*EXERCISE PROMPT*. Format the lines of the records as a JSON list of strings, one string per line with blank lines omitted. Include only the lines from the one containing "Draw the outline of every instance of the black" through the one containing "[[[22,131],[39,123],[38,119],[21,107],[0,107],[0,127],[12,127]]]", both ends included.

Source data
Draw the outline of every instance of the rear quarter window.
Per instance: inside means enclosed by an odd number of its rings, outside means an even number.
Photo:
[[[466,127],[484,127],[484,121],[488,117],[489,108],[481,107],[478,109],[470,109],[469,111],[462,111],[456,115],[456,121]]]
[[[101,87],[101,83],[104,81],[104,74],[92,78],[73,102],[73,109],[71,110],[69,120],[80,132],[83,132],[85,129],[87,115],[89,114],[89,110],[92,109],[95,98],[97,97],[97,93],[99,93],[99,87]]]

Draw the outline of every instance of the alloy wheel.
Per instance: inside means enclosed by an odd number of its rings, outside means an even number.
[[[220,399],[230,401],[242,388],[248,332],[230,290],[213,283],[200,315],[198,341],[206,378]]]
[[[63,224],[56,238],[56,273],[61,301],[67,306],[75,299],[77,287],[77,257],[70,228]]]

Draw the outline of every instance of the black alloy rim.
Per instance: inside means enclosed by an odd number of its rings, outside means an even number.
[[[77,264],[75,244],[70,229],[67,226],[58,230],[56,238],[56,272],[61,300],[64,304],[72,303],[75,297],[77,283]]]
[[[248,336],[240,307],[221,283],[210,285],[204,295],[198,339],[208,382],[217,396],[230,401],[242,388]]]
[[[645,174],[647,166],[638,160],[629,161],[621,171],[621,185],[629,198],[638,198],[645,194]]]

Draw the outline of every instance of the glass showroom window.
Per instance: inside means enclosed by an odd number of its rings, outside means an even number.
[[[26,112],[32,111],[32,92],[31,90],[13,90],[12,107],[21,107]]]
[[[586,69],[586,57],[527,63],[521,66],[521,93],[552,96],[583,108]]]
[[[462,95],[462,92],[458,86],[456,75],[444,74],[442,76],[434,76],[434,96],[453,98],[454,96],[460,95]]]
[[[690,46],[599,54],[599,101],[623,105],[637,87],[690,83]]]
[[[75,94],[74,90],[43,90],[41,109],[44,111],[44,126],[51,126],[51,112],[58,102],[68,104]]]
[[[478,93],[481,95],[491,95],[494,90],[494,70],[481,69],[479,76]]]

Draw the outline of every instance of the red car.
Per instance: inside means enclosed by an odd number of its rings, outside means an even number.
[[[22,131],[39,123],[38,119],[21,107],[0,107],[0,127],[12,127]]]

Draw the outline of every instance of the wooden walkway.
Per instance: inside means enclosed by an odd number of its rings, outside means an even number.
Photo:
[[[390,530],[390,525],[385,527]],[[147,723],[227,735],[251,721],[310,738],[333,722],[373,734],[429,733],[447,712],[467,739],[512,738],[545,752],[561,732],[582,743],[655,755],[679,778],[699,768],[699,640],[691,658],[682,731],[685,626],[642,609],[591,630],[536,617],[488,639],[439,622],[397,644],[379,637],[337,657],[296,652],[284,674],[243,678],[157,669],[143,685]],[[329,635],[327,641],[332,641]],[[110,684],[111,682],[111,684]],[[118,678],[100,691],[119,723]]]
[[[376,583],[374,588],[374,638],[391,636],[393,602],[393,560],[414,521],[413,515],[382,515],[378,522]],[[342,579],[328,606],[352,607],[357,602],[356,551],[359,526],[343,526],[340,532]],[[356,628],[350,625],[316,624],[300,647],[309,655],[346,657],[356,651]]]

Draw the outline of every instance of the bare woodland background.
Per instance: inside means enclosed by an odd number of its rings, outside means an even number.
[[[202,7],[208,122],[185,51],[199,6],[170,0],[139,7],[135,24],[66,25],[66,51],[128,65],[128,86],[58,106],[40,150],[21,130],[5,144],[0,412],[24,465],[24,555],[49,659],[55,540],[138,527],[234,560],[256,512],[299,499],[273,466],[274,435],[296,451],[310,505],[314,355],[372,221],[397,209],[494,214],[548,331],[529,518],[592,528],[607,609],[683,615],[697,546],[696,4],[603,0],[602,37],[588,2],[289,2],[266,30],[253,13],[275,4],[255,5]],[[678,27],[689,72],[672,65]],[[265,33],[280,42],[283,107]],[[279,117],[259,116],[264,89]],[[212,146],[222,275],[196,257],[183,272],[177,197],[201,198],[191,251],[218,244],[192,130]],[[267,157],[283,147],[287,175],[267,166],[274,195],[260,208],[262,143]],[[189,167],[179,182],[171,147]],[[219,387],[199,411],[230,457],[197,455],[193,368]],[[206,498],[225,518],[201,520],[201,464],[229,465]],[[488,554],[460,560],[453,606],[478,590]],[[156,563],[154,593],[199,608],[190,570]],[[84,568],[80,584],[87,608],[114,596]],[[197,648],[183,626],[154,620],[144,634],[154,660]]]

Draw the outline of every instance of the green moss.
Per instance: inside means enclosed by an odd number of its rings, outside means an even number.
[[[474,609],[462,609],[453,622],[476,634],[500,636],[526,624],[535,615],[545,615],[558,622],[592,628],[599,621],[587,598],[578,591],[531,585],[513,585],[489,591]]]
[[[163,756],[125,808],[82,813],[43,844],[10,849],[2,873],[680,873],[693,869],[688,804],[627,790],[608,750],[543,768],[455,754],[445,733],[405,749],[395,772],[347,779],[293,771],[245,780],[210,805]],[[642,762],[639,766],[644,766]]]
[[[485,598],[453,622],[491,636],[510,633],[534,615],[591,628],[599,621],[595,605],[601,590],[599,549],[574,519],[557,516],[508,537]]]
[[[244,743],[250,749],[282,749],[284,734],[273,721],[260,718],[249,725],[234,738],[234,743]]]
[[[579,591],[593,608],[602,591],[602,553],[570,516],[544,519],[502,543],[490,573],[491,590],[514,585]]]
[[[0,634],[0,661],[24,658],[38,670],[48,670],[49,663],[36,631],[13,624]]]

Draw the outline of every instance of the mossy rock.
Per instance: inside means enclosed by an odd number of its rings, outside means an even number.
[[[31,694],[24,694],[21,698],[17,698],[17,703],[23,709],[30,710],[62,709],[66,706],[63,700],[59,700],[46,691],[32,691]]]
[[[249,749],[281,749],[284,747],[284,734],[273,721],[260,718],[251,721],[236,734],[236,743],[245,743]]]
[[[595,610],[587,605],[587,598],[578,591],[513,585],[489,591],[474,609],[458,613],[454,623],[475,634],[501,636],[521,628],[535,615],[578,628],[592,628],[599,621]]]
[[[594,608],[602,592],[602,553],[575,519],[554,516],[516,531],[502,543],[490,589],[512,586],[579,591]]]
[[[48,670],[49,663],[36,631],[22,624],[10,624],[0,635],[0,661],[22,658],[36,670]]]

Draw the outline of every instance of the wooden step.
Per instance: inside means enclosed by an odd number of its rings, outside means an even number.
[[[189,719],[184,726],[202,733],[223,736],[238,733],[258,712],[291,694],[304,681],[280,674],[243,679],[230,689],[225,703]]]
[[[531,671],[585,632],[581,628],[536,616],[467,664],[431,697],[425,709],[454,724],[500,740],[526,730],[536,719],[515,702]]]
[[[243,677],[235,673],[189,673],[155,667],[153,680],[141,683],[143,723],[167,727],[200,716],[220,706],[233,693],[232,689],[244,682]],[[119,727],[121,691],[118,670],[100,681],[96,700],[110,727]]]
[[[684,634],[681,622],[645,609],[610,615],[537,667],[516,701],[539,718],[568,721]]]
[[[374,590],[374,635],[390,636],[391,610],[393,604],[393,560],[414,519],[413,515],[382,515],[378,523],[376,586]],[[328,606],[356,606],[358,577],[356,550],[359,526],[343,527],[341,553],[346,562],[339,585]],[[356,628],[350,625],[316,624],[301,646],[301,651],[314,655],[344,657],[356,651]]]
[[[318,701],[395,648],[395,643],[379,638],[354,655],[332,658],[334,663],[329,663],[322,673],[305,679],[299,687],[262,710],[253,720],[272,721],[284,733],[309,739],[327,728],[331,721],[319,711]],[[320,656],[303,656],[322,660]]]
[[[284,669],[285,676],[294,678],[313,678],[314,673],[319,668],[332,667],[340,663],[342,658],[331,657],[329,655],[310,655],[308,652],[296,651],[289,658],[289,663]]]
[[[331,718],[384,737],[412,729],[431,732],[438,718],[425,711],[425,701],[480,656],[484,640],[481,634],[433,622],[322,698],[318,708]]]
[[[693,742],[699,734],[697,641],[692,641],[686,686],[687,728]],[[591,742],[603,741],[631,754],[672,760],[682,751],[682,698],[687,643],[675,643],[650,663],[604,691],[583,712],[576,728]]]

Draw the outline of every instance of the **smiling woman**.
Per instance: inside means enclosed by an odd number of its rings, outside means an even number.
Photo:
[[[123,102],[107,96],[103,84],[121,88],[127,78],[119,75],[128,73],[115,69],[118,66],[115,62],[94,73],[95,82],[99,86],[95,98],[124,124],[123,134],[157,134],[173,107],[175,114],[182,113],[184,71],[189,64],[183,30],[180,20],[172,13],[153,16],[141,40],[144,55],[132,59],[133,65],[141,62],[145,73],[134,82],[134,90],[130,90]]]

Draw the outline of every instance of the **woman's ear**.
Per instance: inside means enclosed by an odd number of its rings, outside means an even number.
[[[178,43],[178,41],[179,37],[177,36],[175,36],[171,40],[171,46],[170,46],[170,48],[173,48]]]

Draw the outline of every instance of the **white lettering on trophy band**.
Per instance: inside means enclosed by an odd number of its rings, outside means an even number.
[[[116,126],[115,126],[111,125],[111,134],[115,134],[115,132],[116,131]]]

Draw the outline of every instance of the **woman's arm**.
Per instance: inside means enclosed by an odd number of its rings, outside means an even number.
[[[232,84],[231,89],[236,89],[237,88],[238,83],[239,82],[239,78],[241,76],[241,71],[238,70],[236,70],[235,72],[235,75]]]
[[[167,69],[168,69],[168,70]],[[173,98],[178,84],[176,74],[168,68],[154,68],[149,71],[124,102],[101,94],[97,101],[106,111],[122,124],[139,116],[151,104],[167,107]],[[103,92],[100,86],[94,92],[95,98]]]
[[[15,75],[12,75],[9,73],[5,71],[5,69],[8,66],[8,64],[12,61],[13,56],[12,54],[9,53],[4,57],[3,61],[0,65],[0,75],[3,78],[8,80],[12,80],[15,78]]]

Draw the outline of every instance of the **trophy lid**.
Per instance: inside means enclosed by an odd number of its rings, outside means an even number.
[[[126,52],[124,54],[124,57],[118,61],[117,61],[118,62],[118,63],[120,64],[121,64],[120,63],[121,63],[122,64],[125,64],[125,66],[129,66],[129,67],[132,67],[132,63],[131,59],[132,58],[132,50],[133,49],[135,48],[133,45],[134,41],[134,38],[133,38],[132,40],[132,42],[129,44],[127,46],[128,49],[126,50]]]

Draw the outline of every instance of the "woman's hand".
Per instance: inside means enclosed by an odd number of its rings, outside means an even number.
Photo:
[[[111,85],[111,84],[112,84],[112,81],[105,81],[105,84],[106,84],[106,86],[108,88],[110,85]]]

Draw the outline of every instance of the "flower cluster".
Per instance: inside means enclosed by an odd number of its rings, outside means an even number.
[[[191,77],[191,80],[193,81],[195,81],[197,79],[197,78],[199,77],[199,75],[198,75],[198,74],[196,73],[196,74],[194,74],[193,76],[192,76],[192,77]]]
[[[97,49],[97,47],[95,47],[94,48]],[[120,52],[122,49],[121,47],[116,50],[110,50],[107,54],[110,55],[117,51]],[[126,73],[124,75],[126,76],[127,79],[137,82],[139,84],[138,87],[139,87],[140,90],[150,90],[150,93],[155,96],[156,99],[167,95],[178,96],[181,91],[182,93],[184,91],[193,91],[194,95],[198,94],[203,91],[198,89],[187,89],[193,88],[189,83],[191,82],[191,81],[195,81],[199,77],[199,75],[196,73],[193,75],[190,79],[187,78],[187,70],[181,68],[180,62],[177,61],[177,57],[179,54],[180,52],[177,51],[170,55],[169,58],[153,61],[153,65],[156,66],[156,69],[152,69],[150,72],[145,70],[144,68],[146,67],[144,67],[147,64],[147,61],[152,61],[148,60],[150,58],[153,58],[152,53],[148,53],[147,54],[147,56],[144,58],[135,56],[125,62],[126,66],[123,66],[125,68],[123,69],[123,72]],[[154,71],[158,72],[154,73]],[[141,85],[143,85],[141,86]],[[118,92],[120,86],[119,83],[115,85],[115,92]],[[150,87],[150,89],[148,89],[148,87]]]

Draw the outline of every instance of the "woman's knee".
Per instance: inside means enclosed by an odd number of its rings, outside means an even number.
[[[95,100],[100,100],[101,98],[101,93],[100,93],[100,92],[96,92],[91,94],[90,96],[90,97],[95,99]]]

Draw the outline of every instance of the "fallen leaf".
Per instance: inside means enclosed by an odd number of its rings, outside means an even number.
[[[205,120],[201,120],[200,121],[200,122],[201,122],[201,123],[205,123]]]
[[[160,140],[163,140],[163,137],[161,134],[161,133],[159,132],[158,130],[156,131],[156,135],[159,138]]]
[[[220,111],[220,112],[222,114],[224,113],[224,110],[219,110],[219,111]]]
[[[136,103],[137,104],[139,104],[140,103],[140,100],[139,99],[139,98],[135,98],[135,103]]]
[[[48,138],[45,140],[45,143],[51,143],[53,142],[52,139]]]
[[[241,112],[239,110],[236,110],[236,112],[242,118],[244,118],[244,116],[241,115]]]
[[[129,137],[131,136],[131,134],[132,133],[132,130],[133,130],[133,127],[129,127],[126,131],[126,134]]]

*SOLUTION TO THE EXERCISE*.
[
  "Draw the outline of every instance of the black alloy rim.",
  "Per instance: inside means enclosed by an odd number of its rings, outside means an even number.",
  "[[[77,264],[75,244],[70,229],[67,226],[58,230],[56,238],[56,272],[61,300],[64,304],[72,303],[75,297],[77,283]]]",
  "[[[248,336],[240,307],[221,283],[210,285],[204,295],[198,339],[208,382],[217,396],[230,401],[242,388]]]",
  "[[[645,174],[647,166],[638,160],[629,161],[621,171],[621,185],[629,198],[638,198],[645,194]]]",
  "Draw the outline of every instance of the glass showroom window.",
  "Per instance: inside means enclosed by an odd number of its rings, outside means an even number.",
  "[[[26,112],[32,111],[32,92],[31,90],[13,90],[12,107],[21,107]]]",
  "[[[586,69],[586,57],[527,63],[521,66],[521,93],[552,96],[583,108]]]",
  "[[[462,95],[462,92],[458,86],[456,75],[444,74],[442,76],[434,76],[434,96],[453,98],[454,96],[460,95]]]",
  "[[[690,46],[599,54],[599,101],[623,105],[637,87],[690,83]]]",
  "[[[75,94],[74,90],[43,90],[41,109],[44,111],[44,126],[51,126],[51,112],[58,102],[68,104]]]",
  "[[[478,93],[481,95],[491,95],[494,90],[494,70],[481,69],[479,76]]]",
  "Draw the outline of every instance of the red car.",
  "Per instance: inside means enclosed by an odd number of its rings, outside means an even number.",
  "[[[22,131],[39,123],[38,119],[21,107],[0,107],[0,127],[12,127]]]"
]